# [TRY IT]
Go through the records below and write each one out again unchanged.

# [DATA FOR PROCESSING]
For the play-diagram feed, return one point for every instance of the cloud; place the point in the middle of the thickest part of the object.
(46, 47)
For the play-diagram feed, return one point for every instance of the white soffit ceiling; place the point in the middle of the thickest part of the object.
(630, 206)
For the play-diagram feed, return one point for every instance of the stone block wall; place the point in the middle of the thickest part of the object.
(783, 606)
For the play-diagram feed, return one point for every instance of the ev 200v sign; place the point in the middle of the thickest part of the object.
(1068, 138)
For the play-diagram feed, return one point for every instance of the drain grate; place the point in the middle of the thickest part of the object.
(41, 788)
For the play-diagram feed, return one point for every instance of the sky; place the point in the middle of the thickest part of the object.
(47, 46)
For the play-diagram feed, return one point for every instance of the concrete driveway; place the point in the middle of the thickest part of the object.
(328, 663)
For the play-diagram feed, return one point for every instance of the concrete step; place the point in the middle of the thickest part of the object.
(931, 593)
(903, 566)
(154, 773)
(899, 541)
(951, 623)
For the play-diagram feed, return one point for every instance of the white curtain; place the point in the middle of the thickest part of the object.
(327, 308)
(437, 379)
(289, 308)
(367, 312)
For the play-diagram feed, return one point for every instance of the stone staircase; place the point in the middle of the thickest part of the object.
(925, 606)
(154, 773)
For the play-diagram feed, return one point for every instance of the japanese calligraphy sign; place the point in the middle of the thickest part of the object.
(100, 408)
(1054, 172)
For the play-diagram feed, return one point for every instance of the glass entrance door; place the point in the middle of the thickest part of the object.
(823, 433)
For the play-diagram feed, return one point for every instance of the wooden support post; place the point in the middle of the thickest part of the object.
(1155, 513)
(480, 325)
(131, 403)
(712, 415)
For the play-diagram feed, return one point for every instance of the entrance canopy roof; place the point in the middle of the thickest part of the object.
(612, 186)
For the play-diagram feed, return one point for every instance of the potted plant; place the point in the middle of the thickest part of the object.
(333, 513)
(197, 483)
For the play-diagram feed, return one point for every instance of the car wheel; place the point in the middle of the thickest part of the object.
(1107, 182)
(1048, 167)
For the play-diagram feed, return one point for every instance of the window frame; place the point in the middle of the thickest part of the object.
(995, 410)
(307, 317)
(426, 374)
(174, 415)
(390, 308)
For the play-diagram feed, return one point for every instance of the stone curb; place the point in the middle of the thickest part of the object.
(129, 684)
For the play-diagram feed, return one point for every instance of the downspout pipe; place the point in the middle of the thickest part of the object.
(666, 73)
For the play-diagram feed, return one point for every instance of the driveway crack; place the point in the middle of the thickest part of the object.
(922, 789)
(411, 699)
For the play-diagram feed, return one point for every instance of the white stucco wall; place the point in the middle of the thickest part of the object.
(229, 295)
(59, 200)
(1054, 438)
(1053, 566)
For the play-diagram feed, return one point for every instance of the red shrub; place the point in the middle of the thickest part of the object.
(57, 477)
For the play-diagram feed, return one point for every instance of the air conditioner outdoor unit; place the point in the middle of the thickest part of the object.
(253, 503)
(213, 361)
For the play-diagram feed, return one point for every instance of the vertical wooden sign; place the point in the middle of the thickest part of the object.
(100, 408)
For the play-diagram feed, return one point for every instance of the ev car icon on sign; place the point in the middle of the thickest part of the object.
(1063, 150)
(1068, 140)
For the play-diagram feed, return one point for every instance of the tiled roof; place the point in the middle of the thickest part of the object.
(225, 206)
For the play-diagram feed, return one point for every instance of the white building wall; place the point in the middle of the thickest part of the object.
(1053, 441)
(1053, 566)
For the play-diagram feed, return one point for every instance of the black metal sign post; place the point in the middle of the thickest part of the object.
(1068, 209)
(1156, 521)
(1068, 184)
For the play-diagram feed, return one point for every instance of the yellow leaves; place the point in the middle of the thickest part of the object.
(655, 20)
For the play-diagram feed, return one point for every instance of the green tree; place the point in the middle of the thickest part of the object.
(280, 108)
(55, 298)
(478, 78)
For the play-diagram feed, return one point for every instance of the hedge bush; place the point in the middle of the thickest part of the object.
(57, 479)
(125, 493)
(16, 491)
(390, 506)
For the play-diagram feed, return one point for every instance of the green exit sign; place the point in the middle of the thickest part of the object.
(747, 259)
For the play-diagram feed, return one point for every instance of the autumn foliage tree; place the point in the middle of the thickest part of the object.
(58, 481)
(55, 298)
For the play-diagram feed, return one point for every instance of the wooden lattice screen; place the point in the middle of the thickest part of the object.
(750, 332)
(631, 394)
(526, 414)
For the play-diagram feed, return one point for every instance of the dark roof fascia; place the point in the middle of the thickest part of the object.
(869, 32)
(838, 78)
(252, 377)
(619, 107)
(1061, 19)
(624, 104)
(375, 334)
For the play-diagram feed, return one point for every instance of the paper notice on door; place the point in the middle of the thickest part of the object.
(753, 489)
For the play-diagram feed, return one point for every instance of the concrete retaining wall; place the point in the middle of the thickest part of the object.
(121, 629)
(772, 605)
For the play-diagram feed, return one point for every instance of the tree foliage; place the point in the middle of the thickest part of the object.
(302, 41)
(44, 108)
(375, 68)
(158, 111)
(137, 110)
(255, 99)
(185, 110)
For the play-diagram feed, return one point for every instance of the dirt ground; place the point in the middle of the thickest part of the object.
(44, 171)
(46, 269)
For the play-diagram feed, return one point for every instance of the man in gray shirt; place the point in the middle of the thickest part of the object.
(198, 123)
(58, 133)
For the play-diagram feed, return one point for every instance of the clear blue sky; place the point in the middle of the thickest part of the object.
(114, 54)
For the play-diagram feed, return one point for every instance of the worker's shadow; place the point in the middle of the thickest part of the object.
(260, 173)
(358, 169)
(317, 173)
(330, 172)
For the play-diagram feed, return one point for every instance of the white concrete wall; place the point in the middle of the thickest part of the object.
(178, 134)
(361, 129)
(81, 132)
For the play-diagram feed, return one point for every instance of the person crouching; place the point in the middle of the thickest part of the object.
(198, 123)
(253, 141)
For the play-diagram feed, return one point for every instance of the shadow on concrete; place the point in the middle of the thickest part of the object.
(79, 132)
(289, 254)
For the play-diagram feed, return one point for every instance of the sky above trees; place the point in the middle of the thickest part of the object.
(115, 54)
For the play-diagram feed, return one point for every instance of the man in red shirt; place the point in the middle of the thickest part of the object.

# [RESULT BELOW]
For the play-diagram feed, return one point for every instance of the cloud; place the point in the middle of the thickest part of the object.
(46, 47)
For the play-diagram feed, return one point for every instance of the white soffit ceiling; place the point in the middle of the thickest part of the object.
(630, 206)
For the play-diagram feed, return one point for every instance of the stone block wall; place the point in the middle of the thickest part of the object.
(783, 606)
For the play-diagram feed, return one point for every instance of the ev 200v sign; place the point in the middle of the thickest part of the object.
(1068, 138)
For the play-diagram feed, return one point for every instance of the drain grate; place the point in the middle of the thickest part of the object.
(41, 788)
For the play-diagram feed, return one point for every instance of the sky; place the point in the middle of the thickest part of the object.
(47, 46)
For the play-diagram feed, return one point for every instance of the concrete driveway; place the point in the middle of the thickest part of the object.
(328, 663)
For the play-diagram feed, return one point for every instance of the concrete step; place the point in the middle of the thickest part of the object.
(931, 593)
(903, 566)
(154, 773)
(899, 541)
(951, 623)
For the play-diagram feed, return one point for every instance of the white curtain; place the point in the middle of the thickest part of the object.
(327, 308)
(437, 379)
(289, 308)
(367, 312)
For the play-diagram feed, return one point for every instance of the stone staircase; place the point in the middle of the thickest part of the object.
(925, 606)
(154, 773)
For the play-diagram feed, return one point for every instance of the japanese calligraphy sign; place the point in the middle of the thickest part of the object.
(100, 408)
(1054, 172)
For the play-diagram feed, return one point for every instance of the glass entrance door; place the point in the middle of the thickest part of the object.
(823, 433)
For the play-diagram feed, return one point for every instance of the wooden support post; place the point in the middle of the thickest part of the object.
(1155, 513)
(480, 325)
(131, 403)
(712, 415)
For the play-diagram feed, return one point for every instance of the entrance canopy roof; place the point in the middle of the thickest part of the object.
(612, 186)
For the play-diagram feed, return one point for every instance of the potted plant; place the point in the middle of the thickest part of the object.
(333, 513)
(197, 483)
For the play-diagram feed, return one point for every instance of the car wheel; place the point in the middle of the thickest part of the object.
(1107, 182)
(1048, 167)
For the play-diagram feed, return one point for every instance of the window frame; place the point in the middle of the thickest part of the object.
(995, 410)
(307, 317)
(426, 374)
(174, 415)
(390, 308)
For the play-diagram feed, return one point for every instance of the stone curb; place the point in the middle of the thickest part of the object.
(129, 684)
For the play-diagram feed, return one point for every instance of the downspout pipe; place the point in the middle of the thickest part of the object.
(666, 73)
For the play-diagram feed, return one point for every instance of the driveway crack; place the point in the middle of the thickest part of the object.
(922, 789)
(411, 699)
For the play-diagram feed, return one point for every instance of the white stucco wall; place the point in the middle of the thickest part of the object.
(229, 295)
(59, 200)
(1054, 438)
(1053, 566)
For the play-diagram feed, return one point for every instance of the red shrub; place the point in the middle of the thickest part of the object.
(57, 477)
For the play-diagram feed, return one point for every instance of the air conditioner outdoor unit; place the point in the middle of the thickest part of the object.
(253, 503)
(213, 361)
For the play-diagram feed, return one point for every instance of the vertical wooden sign; place the point in the middle of the thickest part of the object.
(100, 408)
For the play-diagram feed, return one point for every instance of the ev car icon on sign; place the point in the middle of the thickest part of the object.
(1063, 150)
(1068, 140)
For the play-diagram feed, return one point for every instance of the tiled roof; place the point in the middle of the thickest part of the object.
(225, 206)
For the play-diagram feed, return one point for every instance of the white building wall; place the point in the middle of the thickest part of the object.
(1053, 441)
(1053, 566)
For the play-diagram feed, return one point for every instance of the black metal sign post; place the point in the middle of the thickest part of the object.
(1068, 209)
(1156, 521)
(1068, 184)
For the play-diagram feed, return one point for every instance of the yellow leaves; place the point in the middle of the thickest part of the object.
(655, 20)
For the play-diagram feed, return one point for every instance of the green tree; place the point in the middle of the thickest part of the object.
(280, 108)
(55, 298)
(478, 78)
For the play-diagram feed, return one point for every instance of the hedge bush; place the point in the middle of the thickest part of the object.
(57, 479)
(125, 493)
(16, 491)
(390, 506)
For the play-diagram feed, return one point for every instance of the green exit sign; place the point in the middle of the thickest part of the object.
(747, 259)
For the play-diagram feed, return one point for every instance of the autumn foliage tree; place the point in the middle of the thickest part of the object.
(58, 481)
(55, 298)
For the play-diagram feed, return one point for every instance of the wooden lattice screen; place the point in the middle of the thickest part of the object.
(750, 332)
(631, 394)
(526, 414)
For the play-diagram feed, return one point for every instance of the dark roof fascia; place the point in the middle of the thickest part of the object.
(869, 32)
(838, 78)
(252, 377)
(619, 107)
(1061, 19)
(624, 104)
(375, 334)
For the play-diagram feed, return one point for every instance of the paper notice on door; place the point in the middle of the thickest part of the object.
(753, 489)
For the play-diagram feed, return one point for every instance of the concrete retaining wall; place the point in the middle of the thickest part of the object.
(121, 629)
(772, 605)
For the play-diagram feed, return one point for every instance of the tree foliage; place the point in the middle of the thickest part of the object.
(302, 41)
(44, 108)
(375, 68)
(158, 111)
(137, 110)
(255, 99)
(185, 110)
For the play-diagram feed, return one point for every instance of the dirt ground; place the point in the middle of the thickest part of the object.
(44, 171)
(46, 269)
For the play-diagram feed, return one point for every instance of the man in gray shirt; place the point in the middle of the thickest part of the object.
(198, 123)
(58, 133)
For the play-diagram feed, return one point for every instance of the clear blue sky; place the point in the middle of the thickest part of the object.
(114, 54)
For the play-diagram feed, return one point for every instance of the worker's shadow; place the point in the middle of the thickest part of the object.
(260, 173)
(358, 169)
(317, 173)
(330, 172)
For the play-diagram feed, return one point for every instance of the white concrete wall; place the point in the middle of the thickest part of the object.
(178, 134)
(361, 129)
(81, 132)
For the play-diagram feed, return one point for every instance of the person crouching; place the point in the middle of the thickest part of the object.
(198, 123)
(253, 141)
For the play-diagram feed, return one point for every instance of the shadow on concrete; place the point in the middle of the thickest part of the object.
(79, 132)
(289, 254)
For the play-diagram feed, return one point for every instance of the sky above trees; place the point in the middle of the thickest part of the object.
(115, 54)
For the play-diagram feed, return one point for every instance of the man in red shirt; place the point in the middle of the thickest part of the object.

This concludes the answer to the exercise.